Rewrite the lines below, changing every "scene" to "image" and keeping everything else the same. Leave the pictures out.

>>>

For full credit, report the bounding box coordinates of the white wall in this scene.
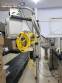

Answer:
[0,11,9,23]
[38,9,62,37]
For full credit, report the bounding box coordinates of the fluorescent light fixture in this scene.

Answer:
[33,0,40,4]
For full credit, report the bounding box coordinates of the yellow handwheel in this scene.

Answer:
[16,31,37,52]
[16,32,30,52]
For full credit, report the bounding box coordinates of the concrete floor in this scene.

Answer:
[18,49,59,83]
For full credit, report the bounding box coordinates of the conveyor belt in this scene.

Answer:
[6,52,29,83]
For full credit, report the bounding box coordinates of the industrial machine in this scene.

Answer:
[0,7,49,83]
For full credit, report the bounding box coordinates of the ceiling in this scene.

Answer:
[0,0,62,8]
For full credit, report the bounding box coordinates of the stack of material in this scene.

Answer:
[0,36,6,83]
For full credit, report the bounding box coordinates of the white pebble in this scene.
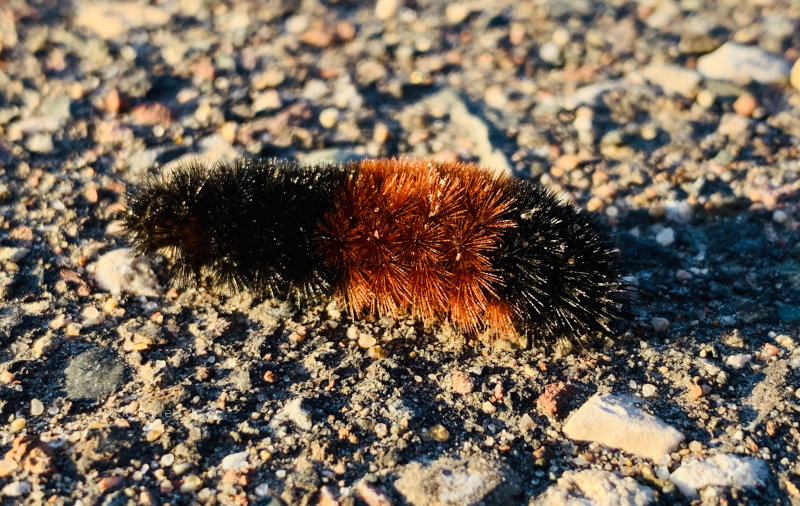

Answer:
[656,227,675,246]
[319,107,339,128]
[650,316,669,332]
[725,353,753,369]
[31,399,44,416]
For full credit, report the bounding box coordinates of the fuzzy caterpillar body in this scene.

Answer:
[124,159,623,342]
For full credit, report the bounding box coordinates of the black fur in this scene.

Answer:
[492,180,624,343]
[124,160,350,303]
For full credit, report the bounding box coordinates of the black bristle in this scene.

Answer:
[492,180,625,348]
[125,160,348,303]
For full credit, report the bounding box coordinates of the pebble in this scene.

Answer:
[220,450,250,471]
[94,248,161,297]
[733,93,758,118]
[669,454,769,498]
[64,346,127,401]
[696,90,717,109]
[642,64,701,97]
[450,371,475,395]
[283,397,314,430]
[772,209,789,223]
[319,107,339,128]
[143,418,166,443]
[31,399,44,416]
[428,423,450,443]
[0,481,31,497]
[394,455,520,506]
[530,469,655,506]
[375,423,389,439]
[650,316,669,332]
[789,59,800,91]
[778,304,800,323]
[563,394,683,464]
[656,227,675,247]
[180,474,203,493]
[8,417,28,434]
[375,0,401,20]
[539,40,562,65]
[358,332,378,349]
[697,42,789,84]
[74,0,171,39]
[725,353,753,369]
[444,2,472,25]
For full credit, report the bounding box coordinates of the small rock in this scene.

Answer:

<<<

_Solution_:
For full credit, report the bounding box coordinates of the white wall in this image.

Answer:
[0,11,9,23]
[38,9,62,37]
For full credit, report the bounding box coordinates of the fluorescent light fixture in this image.

Answer:
[33,0,40,4]
For full credit, report the bounding box coordinates of the yellow handwheel in this image.

Answer:
[16,31,37,52]
[16,32,30,52]
For full credit, report the bounding box coordinates of the concrete floor in this image.

Answer:
[18,49,59,83]
For full credit, report the bounding box coordinates of the conveyor belt in this image.

Answer:
[6,52,29,83]
For full credit, report the bounding box coordinates of the industrial machine in this image.

Answer:
[0,7,49,83]
For full credit, report the bounding box coordinates of the ceiling in this image.

Answer:
[0,0,62,8]
For full credit, report the bounding box coordinates of the stack of material in this image.

Answer:
[0,36,6,83]
For full credit, report the bounding box coordinates of the white pebble in this image.

Answer:
[656,227,675,246]
[319,107,339,128]
[650,316,669,332]
[725,353,753,369]
[31,399,44,416]
For full credit, report the bounding box coordinates of the fuzzy caterpillar body in this image.

Answer:
[124,159,623,342]
For full credit, report the bounding box coordinates of the black fur in this image.

Answer:
[492,180,624,343]
[124,160,350,303]
For full credit, report the bounding box coordinates of the black bristle in this image.

Answer:
[492,180,625,348]
[125,160,348,303]
For full credit, report the bounding box coordinates of the pebble in this image.

Answer:
[220,450,250,471]
[94,248,161,297]
[733,93,758,118]
[669,454,769,498]
[64,346,127,401]
[696,90,717,109]
[642,64,701,97]
[450,371,475,395]
[283,397,314,430]
[772,209,789,223]
[319,107,339,128]
[143,418,166,443]
[31,399,44,416]
[428,423,450,443]
[0,481,31,497]
[394,455,520,506]
[530,469,655,506]
[375,423,389,439]
[650,316,669,332]
[789,59,800,91]
[778,304,800,323]
[563,394,683,464]
[656,227,675,247]
[180,474,203,493]
[8,417,28,434]
[375,0,401,20]
[539,40,562,65]
[358,332,378,349]
[697,42,789,84]
[74,0,171,39]
[725,353,753,369]
[444,2,472,25]
For full credit, report the bounding box coordinates of the small rock in this image.

Answer:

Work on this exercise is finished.